>>>>>

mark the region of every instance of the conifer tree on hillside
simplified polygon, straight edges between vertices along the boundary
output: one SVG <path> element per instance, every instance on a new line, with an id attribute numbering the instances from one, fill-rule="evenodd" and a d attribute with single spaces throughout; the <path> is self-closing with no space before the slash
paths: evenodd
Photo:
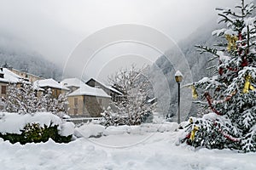
<path id="1" fill-rule="evenodd" d="M 194 97 L 209 113 L 191 117 L 183 142 L 198 147 L 230 148 L 256 151 L 256 18 L 255 6 L 241 4 L 234 8 L 217 8 L 219 23 L 226 27 L 214 31 L 223 37 L 214 48 L 197 46 L 201 53 L 210 53 L 215 75 L 189 86 Z"/>

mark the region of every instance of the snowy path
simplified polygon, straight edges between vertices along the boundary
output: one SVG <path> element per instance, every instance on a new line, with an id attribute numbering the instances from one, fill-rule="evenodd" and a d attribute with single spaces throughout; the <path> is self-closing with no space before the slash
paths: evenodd
<path id="1" fill-rule="evenodd" d="M 228 150 L 194 150 L 185 145 L 176 146 L 177 133 L 81 138 L 61 144 L 49 141 L 20 145 L 0 140 L 0 167 L 6 170 L 256 169 L 256 153 L 239 154 Z"/>

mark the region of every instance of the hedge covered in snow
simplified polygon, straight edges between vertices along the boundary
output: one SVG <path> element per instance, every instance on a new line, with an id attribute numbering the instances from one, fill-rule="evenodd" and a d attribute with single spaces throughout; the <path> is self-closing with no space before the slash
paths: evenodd
<path id="1" fill-rule="evenodd" d="M 71 141 L 73 122 L 63 122 L 49 112 L 19 114 L 0 112 L 0 138 L 11 143 L 38 143 L 52 139 L 58 143 Z"/>

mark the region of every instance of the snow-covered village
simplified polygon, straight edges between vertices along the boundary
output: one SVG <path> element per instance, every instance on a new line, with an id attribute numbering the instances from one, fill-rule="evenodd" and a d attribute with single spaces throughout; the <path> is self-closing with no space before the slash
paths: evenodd
<path id="1" fill-rule="evenodd" d="M 256 169 L 256 1 L 0 0 L 0 169 Z"/>

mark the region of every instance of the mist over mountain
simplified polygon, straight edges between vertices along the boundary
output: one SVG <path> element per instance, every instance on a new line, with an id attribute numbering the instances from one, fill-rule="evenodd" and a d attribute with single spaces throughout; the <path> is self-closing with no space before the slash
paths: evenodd
<path id="1" fill-rule="evenodd" d="M 25 42 L 6 33 L 0 34 L 0 65 L 8 64 L 15 69 L 44 78 L 61 80 L 62 70 L 34 52 Z"/>
<path id="2" fill-rule="evenodd" d="M 166 55 L 160 57 L 150 68 L 150 77 L 154 84 L 154 91 L 158 91 L 158 101 L 160 107 L 160 111 L 164 114 L 168 113 L 173 119 L 176 119 L 177 101 L 177 85 L 175 82 L 174 75 L 177 71 L 174 68 L 184 68 L 185 61 L 181 60 L 178 65 L 172 65 L 172 60 L 166 56 L 178 56 L 183 54 L 189 63 L 189 71 L 183 71 L 183 80 L 181 82 L 181 87 L 185 84 L 197 82 L 204 76 L 211 76 L 213 71 L 207 70 L 209 66 L 216 64 L 218 59 L 208 62 L 212 57 L 210 54 L 201 54 L 195 45 L 203 45 L 212 47 L 216 42 L 220 41 L 218 37 L 212 37 L 212 31 L 221 27 L 214 20 L 200 27 L 195 33 L 188 38 L 178 43 L 178 47 L 175 47 L 167 51 Z M 182 53 L 182 54 L 181 54 Z M 163 74 L 168 82 L 169 87 L 163 88 Z M 192 75 L 192 79 L 189 76 Z M 171 99 L 168 95 L 171 95 Z M 171 102 L 170 102 L 171 101 Z M 188 119 L 196 114 L 197 105 L 193 104 L 191 89 L 189 88 L 181 88 L 181 118 L 182 120 Z"/>

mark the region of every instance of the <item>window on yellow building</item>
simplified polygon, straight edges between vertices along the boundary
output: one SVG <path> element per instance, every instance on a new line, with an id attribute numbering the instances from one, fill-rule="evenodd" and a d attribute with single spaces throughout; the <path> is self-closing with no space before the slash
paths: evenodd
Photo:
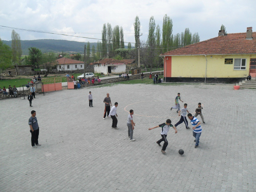
<path id="1" fill-rule="evenodd" d="M 234 64 L 234 70 L 246 70 L 246 59 L 235 59 Z"/>

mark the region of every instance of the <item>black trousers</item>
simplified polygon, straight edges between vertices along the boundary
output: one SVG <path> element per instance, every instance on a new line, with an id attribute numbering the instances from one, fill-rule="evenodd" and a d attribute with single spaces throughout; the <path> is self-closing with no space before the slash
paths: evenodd
<path id="1" fill-rule="evenodd" d="M 179 125 L 180 124 L 182 123 L 183 122 L 184 122 L 184 123 L 185 123 L 186 128 L 188 128 L 188 120 L 187 120 L 187 118 L 186 117 L 182 116 L 182 115 L 180 116 L 180 119 L 179 122 L 175 124 L 175 126 L 177 127 L 177 126 Z"/>
<path id="2" fill-rule="evenodd" d="M 34 130 L 33 132 L 30 130 L 30 133 L 31 133 L 31 145 L 33 146 L 35 145 L 35 144 L 37 145 L 38 144 L 39 128 L 36 130 Z"/>
<path id="3" fill-rule="evenodd" d="M 163 151 L 165 151 L 165 150 L 166 149 L 166 147 L 168 145 L 168 141 L 167 141 L 167 140 L 166 139 L 167 135 L 161 134 L 161 136 L 162 136 L 162 139 L 157 141 L 157 142 L 160 144 L 162 141 L 164 142 L 164 145 L 163 145 L 163 147 L 162 148 L 162 150 Z"/>
<path id="4" fill-rule="evenodd" d="M 117 125 L 117 118 L 115 115 L 111 115 L 111 118 L 112 118 L 112 127 L 116 128 Z"/>
<path id="5" fill-rule="evenodd" d="M 92 106 L 92 100 L 90 99 L 89 100 L 89 106 L 91 106 L 91 105 Z"/>
<path id="6" fill-rule="evenodd" d="M 103 118 L 105 118 L 106 117 L 106 115 L 108 115 L 108 116 L 109 115 L 109 112 L 110 112 L 110 106 L 105 106 L 105 111 L 104 111 L 104 116 L 103 116 Z"/>

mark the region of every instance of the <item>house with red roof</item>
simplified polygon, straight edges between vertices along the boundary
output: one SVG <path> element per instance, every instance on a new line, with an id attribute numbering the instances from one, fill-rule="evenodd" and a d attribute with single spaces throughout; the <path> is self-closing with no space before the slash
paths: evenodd
<path id="1" fill-rule="evenodd" d="M 127 63 L 112 58 L 104 59 L 96 62 L 91 63 L 93 65 L 94 72 L 102 73 L 106 75 L 109 74 L 119 74 L 125 73 Z"/>
<path id="2" fill-rule="evenodd" d="M 166 82 L 238 82 L 256 76 L 256 32 L 225 34 L 161 54 Z"/>
<path id="3" fill-rule="evenodd" d="M 57 70 L 62 71 L 72 71 L 84 69 L 84 63 L 82 61 L 62 57 L 57 59 Z"/>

<<<<<

TASK DESCRIPTION →
Convert every line of the records above into a JSON list of strings, one string per line, omitting blank lines. Leave the pictures out of the list.

THE REPLY →
[
  "mark the region of every instance of the conifer tree on hillside",
  "simplified polygon, straight edges between vertices along the boundary",
  "output: one SVG <path> element per instance, every instance on a new line, with an id attribute numbering the instances from one, fill-rule=\"evenodd\" and a d attribute with single spaces throughout; the <path> is self-closing with no space before the slash",
  "paths: evenodd",
  "Photo:",
  "<path id=\"1\" fill-rule=\"evenodd\" d=\"M 194 97 L 209 113 L 191 117 L 183 142 L 198 147 L 230 148 L 256 151 L 256 18 L 255 6 L 241 4 L 234 8 L 217 8 L 219 23 L 226 27 L 214 31 L 223 37 L 214 48 L 197 46 L 201 53 L 210 53 L 215 75 L 189 86 Z\"/>",
  "mark the region of every instance of the snowy path",
  "simplified polygon, straight edges between vertices along the boundary",
  "output: one SVG <path> element per instance, every instance on a new line, with an id attribute numbering the instances from one, fill-rule=\"evenodd\" and a d attribute with single spaces throughout; the <path> is self-closing with no space before the slash",
  "paths: evenodd",
  "<path id=\"1\" fill-rule=\"evenodd\" d=\"M 228 150 L 194 150 L 185 145 L 176 146 L 177 133 L 81 138 L 61 144 L 49 141 L 20 145 L 0 140 L 0 167 L 6 170 L 256 169 L 256 153 L 239 154 Z\"/>",
  "mark the region of every instance of the hedge covered in snow",
  "simplified polygon, straight edges between vertices along the boundary",
  "output: one SVG <path> element per instance, every instance on a new line, with an id attribute numbering the instances from one, fill-rule=\"evenodd\" and a d attribute with single spaces throughout; the <path> is self-closing with no space before the slash",
  "paths: evenodd",
  "<path id=\"1\" fill-rule=\"evenodd\" d=\"M 71 141 L 73 122 L 63 122 L 49 112 L 19 114 L 0 112 L 0 138 L 11 143 L 38 143 L 52 139 L 58 143 Z\"/>",
  "mark the region of every instance of the snow-covered village",
  "simplified polygon, straight edges between vertices along the boundary",
  "output: one SVG <path> element per instance, every instance on a new line, with an id attribute numbering the instances from one, fill-rule=\"evenodd\" and a d attribute with single spaces throughout; the <path> is self-closing with no space before the slash",
  "paths: evenodd",
  "<path id=\"1\" fill-rule=\"evenodd\" d=\"M 256 169 L 256 1 L 0 0 L 0 169 Z\"/>",
  "mark the region of every instance of the mist over mountain",
  "simplified polygon, straight edges between vertices along the boundary",
  "output: one SVG <path> element per instance, every instance on a new line, with an id attribute numbering the instances from one, fill-rule=\"evenodd\" and a d attribute with single spaces throughout; the <path> is self-closing with no space before the slash",
  "paths: evenodd",
  "<path id=\"1\" fill-rule=\"evenodd\" d=\"M 25 42 L 6 33 L 0 34 L 0 65 L 8 64 L 15 69 L 44 78 L 61 80 L 62 70 L 34 52 Z\"/>",
  "<path id=\"2\" fill-rule=\"evenodd\" d=\"M 166 55 L 160 57 L 150 68 L 150 77 L 154 84 L 154 91 L 158 91 L 158 101 L 160 107 L 160 111 L 164 114 L 168 113 L 173 119 L 176 119 L 177 101 L 177 85 L 175 82 L 174 75 L 177 71 L 174 68 L 184 68 L 185 61 L 181 60 L 178 65 L 172 65 L 172 60 L 166 56 L 178 56 L 183 54 L 189 63 L 189 71 L 183 71 L 183 80 L 181 82 L 181 87 L 185 84 L 197 82 L 204 76 L 211 76 L 213 71 L 207 70 L 209 66 L 216 64 L 218 59 L 208 62 L 212 57 L 210 54 L 201 54 L 195 45 L 203 45 L 212 47 L 216 42 L 220 41 L 218 37 L 212 37 L 212 31 L 221 27 L 214 20 L 200 27 L 195 33 L 188 38 L 178 43 L 178 47 L 175 47 L 167 51 Z M 182 53 L 182 54 L 181 54 Z M 163 74 L 168 82 L 169 87 L 163 88 Z M 192 75 L 192 79 L 189 76 Z M 171 99 L 168 95 L 171 95 Z M 171 102 L 170 102 L 171 101 Z M 188 119 L 196 114 L 197 105 L 193 104 L 191 89 L 189 88 L 181 88 L 181 118 L 182 120 Z\"/>",
  "mark the region of every instance of the <item>window on yellow building</item>",
  "simplified polygon, straight edges between vertices along the boundary",
  "output: one SVG <path> element per instance, every instance on a new line, with an id attribute numbering the instances from one, fill-rule=\"evenodd\" and a d attribute with single spaces throughout; the <path> is self-closing with no space before the slash",
  "paths: evenodd",
  "Photo:",
  "<path id=\"1\" fill-rule=\"evenodd\" d=\"M 234 64 L 234 70 L 246 70 L 246 59 L 235 59 Z\"/>",
  "mark the region of every instance of the <item>black trousers</item>",
  "simplified polygon, straight edges between vertices along the boundary",
  "output: one SVG <path> element per instance, every instance on a new line, with an id attribute numbering the instances from one, fill-rule=\"evenodd\" and a d attribute with single spaces throughout; the <path> is self-closing with no space before the slash",
  "paths: evenodd",
  "<path id=\"1\" fill-rule=\"evenodd\" d=\"M 179 125 L 180 124 L 182 123 L 183 122 L 184 122 L 184 123 L 185 123 L 186 128 L 188 128 L 188 120 L 187 120 L 187 118 L 186 117 L 182 116 L 182 115 L 180 116 L 180 119 L 179 122 L 175 124 L 175 126 L 177 127 L 177 126 Z\"/>",
  "<path id=\"2\" fill-rule=\"evenodd\" d=\"M 34 130 L 33 132 L 30 130 L 30 133 L 31 133 L 31 145 L 33 146 L 35 145 L 35 144 L 37 145 L 38 144 L 39 128 L 36 130 Z\"/>",
  "<path id=\"3\" fill-rule=\"evenodd\" d=\"M 163 151 L 165 151 L 165 150 L 166 149 L 166 147 L 168 145 L 168 141 L 167 141 L 167 140 L 166 139 L 167 135 L 161 134 L 161 136 L 162 136 L 162 139 L 157 141 L 157 142 L 160 144 L 162 141 L 164 142 L 164 145 L 163 145 L 163 147 L 162 148 L 162 150 Z\"/>",
  "<path id=\"4\" fill-rule=\"evenodd\" d=\"M 117 125 L 117 118 L 115 115 L 111 115 L 111 118 L 112 118 L 112 127 L 116 128 Z\"/>",
  "<path id=\"5\" fill-rule=\"evenodd\" d=\"M 92 106 L 92 100 L 90 99 L 89 100 L 89 106 L 91 106 L 91 105 Z\"/>",
  "<path id=\"6\" fill-rule=\"evenodd\" d=\"M 103 118 L 105 118 L 106 117 L 106 115 L 108 115 L 108 116 L 109 115 L 109 112 L 110 112 L 110 106 L 105 106 L 105 111 L 104 111 L 104 116 L 103 116 Z\"/>",
  "mark the region of every instance of the <item>house with red roof</item>",
  "simplified polygon, straight edges between vertices along the boundary",
  "output: one SVG <path> element per instance, every instance on a new line, with an id attribute numbering the instances from one, fill-rule=\"evenodd\" and a d attribute with single spaces throughout; the <path> is self-closing with no space before the slash",
  "paths: evenodd",
  "<path id=\"1\" fill-rule=\"evenodd\" d=\"M 127 63 L 112 58 L 104 59 L 96 62 L 91 63 L 93 65 L 94 72 L 102 73 L 106 75 L 109 74 L 119 74 L 125 73 Z\"/>",
  "<path id=\"2\" fill-rule=\"evenodd\" d=\"M 166 82 L 238 82 L 256 76 L 256 32 L 225 34 L 161 54 Z\"/>",
  "<path id=\"3\" fill-rule=\"evenodd\" d=\"M 57 70 L 62 71 L 72 71 L 84 69 L 84 63 L 82 61 L 62 57 L 57 59 Z\"/>"
]